Reproduce word for word, from the entries below, the line with "positive clicks: (235, 242)", the line with "positive clicks: (332, 10)", and every line between them, and nothing more.
[RECORDS — start]
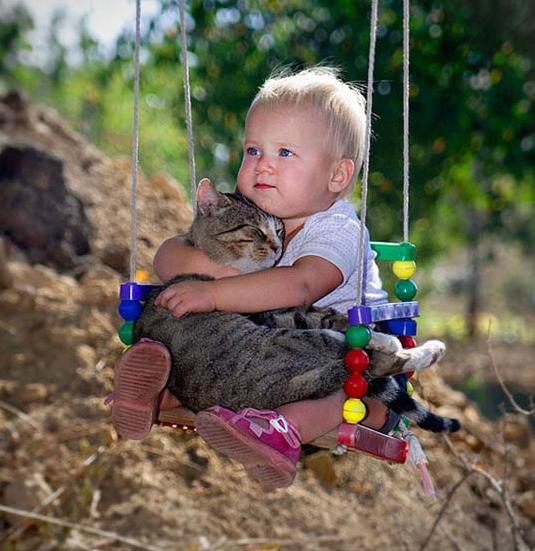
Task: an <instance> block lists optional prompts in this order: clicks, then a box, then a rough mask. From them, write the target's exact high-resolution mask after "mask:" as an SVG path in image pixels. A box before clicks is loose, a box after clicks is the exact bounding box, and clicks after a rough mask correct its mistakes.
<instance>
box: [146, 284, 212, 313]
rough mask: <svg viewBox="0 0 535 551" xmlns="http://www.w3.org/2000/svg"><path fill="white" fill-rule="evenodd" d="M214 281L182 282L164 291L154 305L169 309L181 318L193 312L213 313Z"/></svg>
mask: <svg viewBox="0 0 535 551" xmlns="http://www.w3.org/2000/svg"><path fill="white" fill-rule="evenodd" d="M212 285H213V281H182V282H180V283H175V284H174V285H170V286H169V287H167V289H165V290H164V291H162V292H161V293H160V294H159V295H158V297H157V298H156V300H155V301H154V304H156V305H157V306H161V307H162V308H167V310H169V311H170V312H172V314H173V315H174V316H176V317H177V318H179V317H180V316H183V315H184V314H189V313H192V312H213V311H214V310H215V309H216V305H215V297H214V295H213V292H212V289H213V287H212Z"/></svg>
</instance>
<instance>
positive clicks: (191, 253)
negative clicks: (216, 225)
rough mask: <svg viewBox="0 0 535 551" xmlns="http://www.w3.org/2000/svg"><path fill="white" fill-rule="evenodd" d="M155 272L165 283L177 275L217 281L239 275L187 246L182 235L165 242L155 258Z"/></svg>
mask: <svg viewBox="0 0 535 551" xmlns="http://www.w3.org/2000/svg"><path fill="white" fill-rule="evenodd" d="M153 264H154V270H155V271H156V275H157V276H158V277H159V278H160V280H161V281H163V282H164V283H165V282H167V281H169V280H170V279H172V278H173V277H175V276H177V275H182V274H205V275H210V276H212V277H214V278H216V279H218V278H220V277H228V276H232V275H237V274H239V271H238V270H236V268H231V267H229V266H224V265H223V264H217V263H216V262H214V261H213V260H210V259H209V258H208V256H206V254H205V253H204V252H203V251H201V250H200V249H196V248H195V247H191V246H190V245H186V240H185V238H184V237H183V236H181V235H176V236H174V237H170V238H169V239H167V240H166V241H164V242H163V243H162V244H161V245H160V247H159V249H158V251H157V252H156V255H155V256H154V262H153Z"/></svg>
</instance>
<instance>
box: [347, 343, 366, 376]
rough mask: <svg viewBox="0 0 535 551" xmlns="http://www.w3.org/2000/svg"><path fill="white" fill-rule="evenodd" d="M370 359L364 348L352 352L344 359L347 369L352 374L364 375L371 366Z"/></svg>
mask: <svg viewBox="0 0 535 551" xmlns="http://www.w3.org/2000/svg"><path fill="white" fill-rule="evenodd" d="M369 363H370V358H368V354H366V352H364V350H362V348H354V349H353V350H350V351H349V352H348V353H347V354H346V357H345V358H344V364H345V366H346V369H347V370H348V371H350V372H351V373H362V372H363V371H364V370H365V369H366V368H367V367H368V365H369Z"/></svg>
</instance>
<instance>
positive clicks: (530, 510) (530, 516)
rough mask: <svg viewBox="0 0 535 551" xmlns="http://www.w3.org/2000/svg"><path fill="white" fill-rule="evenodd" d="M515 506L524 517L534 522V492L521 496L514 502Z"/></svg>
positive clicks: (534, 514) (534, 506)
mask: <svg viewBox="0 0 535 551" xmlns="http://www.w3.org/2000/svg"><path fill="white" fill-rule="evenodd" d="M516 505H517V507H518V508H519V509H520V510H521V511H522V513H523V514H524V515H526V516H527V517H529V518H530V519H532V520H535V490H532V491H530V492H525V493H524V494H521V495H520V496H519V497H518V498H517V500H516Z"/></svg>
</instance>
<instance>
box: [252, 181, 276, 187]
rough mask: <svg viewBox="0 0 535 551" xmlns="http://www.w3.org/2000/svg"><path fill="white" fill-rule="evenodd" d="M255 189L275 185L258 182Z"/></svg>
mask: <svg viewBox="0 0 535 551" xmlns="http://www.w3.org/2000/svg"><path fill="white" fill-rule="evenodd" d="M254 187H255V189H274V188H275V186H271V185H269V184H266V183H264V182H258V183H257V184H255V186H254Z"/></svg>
[RECORDS — finish]
[RECORDS — start]
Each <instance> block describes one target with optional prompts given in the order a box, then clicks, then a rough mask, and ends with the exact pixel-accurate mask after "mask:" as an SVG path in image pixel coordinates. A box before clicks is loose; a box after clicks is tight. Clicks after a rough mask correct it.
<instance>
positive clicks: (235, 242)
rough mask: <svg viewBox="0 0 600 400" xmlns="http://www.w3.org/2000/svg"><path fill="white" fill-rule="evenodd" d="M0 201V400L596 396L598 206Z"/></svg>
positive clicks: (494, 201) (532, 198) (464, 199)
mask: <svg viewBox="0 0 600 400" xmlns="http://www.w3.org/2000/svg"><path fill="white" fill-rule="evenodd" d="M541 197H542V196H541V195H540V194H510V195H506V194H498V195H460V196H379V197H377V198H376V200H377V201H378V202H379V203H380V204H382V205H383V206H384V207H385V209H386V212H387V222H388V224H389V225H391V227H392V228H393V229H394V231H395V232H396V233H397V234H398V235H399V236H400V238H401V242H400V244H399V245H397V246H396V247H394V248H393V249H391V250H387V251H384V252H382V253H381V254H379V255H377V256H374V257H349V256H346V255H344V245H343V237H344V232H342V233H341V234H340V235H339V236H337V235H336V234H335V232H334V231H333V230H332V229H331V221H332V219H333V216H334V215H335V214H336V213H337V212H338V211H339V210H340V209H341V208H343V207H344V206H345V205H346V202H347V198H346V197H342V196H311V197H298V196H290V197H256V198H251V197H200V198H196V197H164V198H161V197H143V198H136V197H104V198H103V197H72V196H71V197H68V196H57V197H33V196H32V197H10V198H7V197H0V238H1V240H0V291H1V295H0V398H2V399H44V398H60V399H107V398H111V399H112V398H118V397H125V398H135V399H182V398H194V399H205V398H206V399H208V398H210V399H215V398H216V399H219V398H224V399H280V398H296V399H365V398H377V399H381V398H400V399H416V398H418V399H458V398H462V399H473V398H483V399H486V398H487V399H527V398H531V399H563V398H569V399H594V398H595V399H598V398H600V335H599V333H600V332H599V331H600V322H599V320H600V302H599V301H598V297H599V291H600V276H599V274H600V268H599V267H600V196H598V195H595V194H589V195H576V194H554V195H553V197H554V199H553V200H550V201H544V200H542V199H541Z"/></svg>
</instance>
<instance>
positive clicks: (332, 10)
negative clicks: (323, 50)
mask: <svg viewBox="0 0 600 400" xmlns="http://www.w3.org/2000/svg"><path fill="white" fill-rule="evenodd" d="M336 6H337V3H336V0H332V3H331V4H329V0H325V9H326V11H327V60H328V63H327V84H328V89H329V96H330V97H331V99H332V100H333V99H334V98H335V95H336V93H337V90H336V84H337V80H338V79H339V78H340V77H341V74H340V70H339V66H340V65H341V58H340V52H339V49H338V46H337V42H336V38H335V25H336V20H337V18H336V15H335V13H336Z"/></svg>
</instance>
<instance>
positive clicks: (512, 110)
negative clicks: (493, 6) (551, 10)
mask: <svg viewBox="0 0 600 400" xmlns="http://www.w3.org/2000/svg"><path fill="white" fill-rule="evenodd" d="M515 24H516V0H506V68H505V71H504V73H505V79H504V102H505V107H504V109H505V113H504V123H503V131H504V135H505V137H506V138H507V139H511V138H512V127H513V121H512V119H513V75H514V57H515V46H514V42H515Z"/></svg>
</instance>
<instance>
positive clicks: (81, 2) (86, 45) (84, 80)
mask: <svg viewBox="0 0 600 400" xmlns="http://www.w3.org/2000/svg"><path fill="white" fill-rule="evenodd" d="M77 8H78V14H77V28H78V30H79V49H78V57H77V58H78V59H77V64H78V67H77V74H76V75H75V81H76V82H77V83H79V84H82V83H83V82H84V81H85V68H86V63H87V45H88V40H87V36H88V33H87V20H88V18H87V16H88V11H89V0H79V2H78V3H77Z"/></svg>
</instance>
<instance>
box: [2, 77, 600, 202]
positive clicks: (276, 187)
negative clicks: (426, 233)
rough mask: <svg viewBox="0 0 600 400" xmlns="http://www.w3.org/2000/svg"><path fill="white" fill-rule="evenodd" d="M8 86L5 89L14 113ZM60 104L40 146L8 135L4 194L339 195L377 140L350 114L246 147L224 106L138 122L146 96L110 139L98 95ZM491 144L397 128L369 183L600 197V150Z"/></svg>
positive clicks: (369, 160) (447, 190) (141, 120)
[RECORDS — finish]
- OUTPUT -
positive clicks: (235, 242)
rough mask: <svg viewBox="0 0 600 400" xmlns="http://www.w3.org/2000/svg"><path fill="white" fill-rule="evenodd" d="M0 201V400L596 396L598 206Z"/></svg>
positive clicks: (494, 201) (532, 198) (464, 199)
mask: <svg viewBox="0 0 600 400" xmlns="http://www.w3.org/2000/svg"><path fill="white" fill-rule="evenodd" d="M541 197H542V196H541V195H540V194H510V195H506V194H498V195H460V196H379V197H377V198H376V200H377V201H378V202H379V203H380V204H382V205H383V206H384V207H385V209H386V212H387V222H388V224H389V225H391V227H392V228H393V229H394V231H395V232H396V233H397V234H398V235H399V236H400V238H401V242H400V244H399V245H397V246H396V247H394V248H393V249H391V250H387V251H384V252H382V253H381V254H379V255H377V256H374V257H349V256H346V255H344V245H343V237H344V232H342V233H341V234H340V235H339V236H337V235H336V234H335V232H334V231H333V230H332V229H331V221H332V219H333V216H334V215H335V214H336V213H337V212H338V211H339V210H340V209H341V208H343V207H344V206H345V205H346V202H347V198H346V197H342V196H311V197H298V196H290V197H256V198H251V197H200V198H196V197H164V198H161V197H143V198H136V197H104V198H103V197H72V196H71V197H68V196H57V197H33V196H32V197H10V198H7V197H0V238H1V240H0V291H1V295H0V398H2V399H44V398H60V399H107V398H111V399H112V398H118V397H125V398H135V399H182V398H194V399H205V398H206V399H208V398H210V399H215V398H216V399H219V398H224V399H280V398H296V399H365V398H377V399H381V398H400V399H416V398H418V399H458V398H462V399H473V398H483V399H486V398H487V399H527V398H531V399H563V398H569V399H594V398H595V399H598V398H600V335H599V333H600V332H599V331H600V322H599V320H600V302H599V301H598V297H599V291H600V276H599V274H600V268H599V267H600V196H598V195H595V194H589V195H576V194H554V195H553V197H554V199H553V200H550V201H544V200H542V199H541Z"/></svg>
</instance>
<instance>
positive clicks: (332, 10)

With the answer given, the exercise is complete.